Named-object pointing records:
◇ ◇ ◇ ◇

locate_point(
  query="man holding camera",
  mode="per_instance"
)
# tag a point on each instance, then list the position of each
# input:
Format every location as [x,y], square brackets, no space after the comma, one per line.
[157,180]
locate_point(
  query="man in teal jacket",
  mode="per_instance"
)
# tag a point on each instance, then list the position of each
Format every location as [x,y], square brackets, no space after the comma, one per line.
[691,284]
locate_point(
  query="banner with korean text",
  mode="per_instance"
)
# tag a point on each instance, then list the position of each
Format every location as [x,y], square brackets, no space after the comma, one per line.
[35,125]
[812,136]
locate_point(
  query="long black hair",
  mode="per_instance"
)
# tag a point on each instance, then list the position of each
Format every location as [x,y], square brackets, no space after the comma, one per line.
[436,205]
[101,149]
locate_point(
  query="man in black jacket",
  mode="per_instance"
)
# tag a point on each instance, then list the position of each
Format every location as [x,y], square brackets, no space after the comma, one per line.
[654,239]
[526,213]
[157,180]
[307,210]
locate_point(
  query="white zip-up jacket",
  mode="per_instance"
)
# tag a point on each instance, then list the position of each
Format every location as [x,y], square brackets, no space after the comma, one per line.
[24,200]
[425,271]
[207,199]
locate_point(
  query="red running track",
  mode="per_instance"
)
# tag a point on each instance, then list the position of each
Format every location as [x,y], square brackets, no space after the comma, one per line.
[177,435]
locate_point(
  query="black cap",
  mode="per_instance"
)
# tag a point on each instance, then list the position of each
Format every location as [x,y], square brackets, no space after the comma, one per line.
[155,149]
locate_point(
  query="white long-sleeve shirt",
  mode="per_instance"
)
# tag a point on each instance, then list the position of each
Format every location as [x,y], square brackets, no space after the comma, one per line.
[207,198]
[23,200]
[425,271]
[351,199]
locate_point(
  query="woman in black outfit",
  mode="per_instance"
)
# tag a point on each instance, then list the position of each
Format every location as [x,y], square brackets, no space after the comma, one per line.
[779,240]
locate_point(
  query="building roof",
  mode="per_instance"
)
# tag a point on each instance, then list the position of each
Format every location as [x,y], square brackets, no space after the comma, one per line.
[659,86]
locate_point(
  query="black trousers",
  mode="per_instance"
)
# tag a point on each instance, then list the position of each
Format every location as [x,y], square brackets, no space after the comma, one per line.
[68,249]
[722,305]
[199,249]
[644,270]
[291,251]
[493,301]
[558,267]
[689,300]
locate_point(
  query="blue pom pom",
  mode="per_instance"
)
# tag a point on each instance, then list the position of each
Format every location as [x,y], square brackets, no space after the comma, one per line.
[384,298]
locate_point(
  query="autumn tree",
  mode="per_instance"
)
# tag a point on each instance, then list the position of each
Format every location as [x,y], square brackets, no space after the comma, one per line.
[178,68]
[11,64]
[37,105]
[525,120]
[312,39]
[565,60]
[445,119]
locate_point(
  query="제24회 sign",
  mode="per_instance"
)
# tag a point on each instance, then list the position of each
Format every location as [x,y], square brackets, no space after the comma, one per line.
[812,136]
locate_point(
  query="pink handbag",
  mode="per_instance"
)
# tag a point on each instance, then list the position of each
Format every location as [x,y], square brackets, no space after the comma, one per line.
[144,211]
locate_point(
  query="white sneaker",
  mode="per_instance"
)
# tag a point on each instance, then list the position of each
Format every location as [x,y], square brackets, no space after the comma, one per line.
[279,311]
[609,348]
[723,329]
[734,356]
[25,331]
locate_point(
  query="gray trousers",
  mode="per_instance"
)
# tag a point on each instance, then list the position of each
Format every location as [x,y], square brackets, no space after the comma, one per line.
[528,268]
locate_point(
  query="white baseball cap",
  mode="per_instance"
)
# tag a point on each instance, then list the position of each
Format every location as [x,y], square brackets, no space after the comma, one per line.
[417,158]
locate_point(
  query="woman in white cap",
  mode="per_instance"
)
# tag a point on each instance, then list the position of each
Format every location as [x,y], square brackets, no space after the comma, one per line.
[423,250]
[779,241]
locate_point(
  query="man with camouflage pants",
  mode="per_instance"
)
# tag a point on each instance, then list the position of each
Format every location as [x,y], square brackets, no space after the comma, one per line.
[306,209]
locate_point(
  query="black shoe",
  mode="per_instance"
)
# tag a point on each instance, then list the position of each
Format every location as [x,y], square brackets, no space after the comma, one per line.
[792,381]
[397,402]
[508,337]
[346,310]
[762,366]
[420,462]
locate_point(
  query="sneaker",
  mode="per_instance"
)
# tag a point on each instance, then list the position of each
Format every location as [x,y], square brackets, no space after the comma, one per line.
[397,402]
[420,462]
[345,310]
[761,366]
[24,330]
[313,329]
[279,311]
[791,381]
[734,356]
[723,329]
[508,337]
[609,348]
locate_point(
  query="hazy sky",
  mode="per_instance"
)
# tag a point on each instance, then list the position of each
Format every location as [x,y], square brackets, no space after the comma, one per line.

◇ ◇ ◇ ◇

SET EXERCISE:
Give the records above again, word for word.

WRITTEN ANSWER:
locate_point(
  query="man holding camera",
  mode="per_instance"
)
# tag a point on each instance, then list the position of each
# input:
Format every location as [x,y], square brackets, no space after the comma, one per line.
[157,180]
locate_point(
  query="man in teal jacket",
  mode="per_instance"
)
# tag a point on each instance, then list the position of each
Format every location as [x,y], square brackets, no space after the comma, one per line.
[691,284]
locate_point(
  query="banner with korean text",
  mode="per_instance"
)
# tag a point on each instance, then list the position of each
Format every location as [x,y], square brackets, no space after the comma, one per line.
[35,125]
[812,136]
locate_point(
  query="long black hair",
  mode="per_instance"
)
# tag a point on each instance, then list the position of each
Format every location as [x,y], square brackets, no space after the comma, one per line.
[436,205]
[101,149]
locate_point(
  query="man in black jacket",
  mode="per_instance"
)
# tag a point on each instance, then list the position of each
Format every location as [x,y], square brackets, no space after the comma, one per line.
[654,239]
[526,213]
[157,180]
[307,210]
locate_point(
  query="white zip-up jacket",
  mode="per_instance"
)
# tag a point on each instance, then list the position of each
Format every location as [x,y], square brackets, no space after the comma, one per line.
[24,200]
[425,271]
[207,199]
locate_point(
  query="red running track",
  mode="per_instance"
)
# tag a point on each instance, then list the position of each
Format every location as [x,y], square brackets, no space after the comma, one per line.
[177,435]
locate_point(
  query="black cap",
  mode="per_instance"
)
# tag a point on each instance, then list the position of each
Format every location as [x,y], square brackets, no space after the comma, one per line.
[155,149]
locate_point(
  query="white long-sleeve shirt",
  mode="per_instance"
)
# tag a point on each instance, then list the position of each
Format every location as [x,y], square brackets, no space after the comma, one per line.
[207,198]
[23,200]
[425,271]
[351,199]
locate_point(
  query="woman in black outfit",
  mode="per_instance"
)
# tag a point on each instance, then list the position of each
Format every location as [x,y], square brackets, no space after the comma, one per line.
[779,240]
locate_point(
  query="building roof",
  mode="per_instance"
)
# tag a point on each instance, then list the position of each
Format every location as [x,y], square brackets, no space after the comma, one per line.
[659,86]
locate_point(
  query="black trousers",
  mode="per_instance"
)
# tag a point on each instance, then list the position of each
Format every location as [x,y], square brackets, no space after the comma, one per line.
[68,249]
[722,305]
[199,249]
[644,270]
[291,251]
[493,301]
[558,267]
[689,300]
locate_point(
  query="blue pom pom",
  mode="per_instance"
)
# tag a point on each instance, then list the position of each
Format every location as [x,y], square brackets, no space after the comma, one per line.
[384,298]
locate_point(
  query="autumn tree",
  mode="per_instance"
)
# tag a point on each instance, then list the position of each
Format every location as [x,y], square brackets, no space after the comma, one per line.
[178,68]
[11,64]
[37,105]
[525,120]
[312,39]
[565,60]
[445,119]
locate_point(
  query="제24회 sign",
  mode="per_instance"
)
# tag a point on each instance, then list the position of each
Format every location as [x,y], square brackets, no space after the comma, one per line.
[812,136]
locate_point(
  query="pink handbag",
  mode="per_instance"
)
# tag a point on each instance, then list the position of each
Format every location as [x,y], square brackets, no space after the comma, one per line.
[144,211]
locate_point(
  query="white sneaker",
  mode="per_instance"
)
# tag a point on each instance, then list the position of each
Format every location as [x,y], square brackets, no space after the comma, one per line.
[279,311]
[609,348]
[723,329]
[734,356]
[25,331]
locate_point(
  query="gray trousers",
  mode="per_instance"
)
# tag a point on each instance, then list the position of each
Format every location as [x,y], square brackets, no space after the comma, one per line.
[528,268]
locate_point(
  query="white baseball cap",
  mode="per_instance"
)
# tag a point on each instance, then list the position of each
Format every location as [x,y], square brackets, no space after the comma, one per line.
[417,158]
locate_point(
  query="woman in white cap",
  mode="per_instance"
)
# tag a point on each instance, then list the position of each
Format every location as [x,y], square brackets, no space after the comma, one per line.
[423,250]
[779,241]
locate_point(
  query="man with camouflage pants",
  mode="per_instance"
)
# tag a point on each instance, then list the position of each
Format every location as [x,y], square brackets, no space after the comma, one per line.
[306,209]
locate_point(
  query="black shoe",
  mode="per_instance"
)
# tag a point on each instance, then list the position of each
Format every location as [x,y], square brackets, no space after the comma, one per line.
[792,381]
[397,402]
[508,337]
[346,310]
[762,366]
[420,462]
locate_point(
  query="sneaker",
  mode="per_instance"
)
# tag a point on each instance, then list the position of each
Format every location as [x,y], square brackets, no space after the comma, one per line.
[397,402]
[420,462]
[345,310]
[761,366]
[24,330]
[313,329]
[279,311]
[791,381]
[734,356]
[723,329]
[508,337]
[609,348]
locate_point(
  query="hazy sky",
  mode="per_instance"
)
# tag a point on each instance, then list the position of each
Format every location as [x,y], square brackets, no space after the comma, one per line.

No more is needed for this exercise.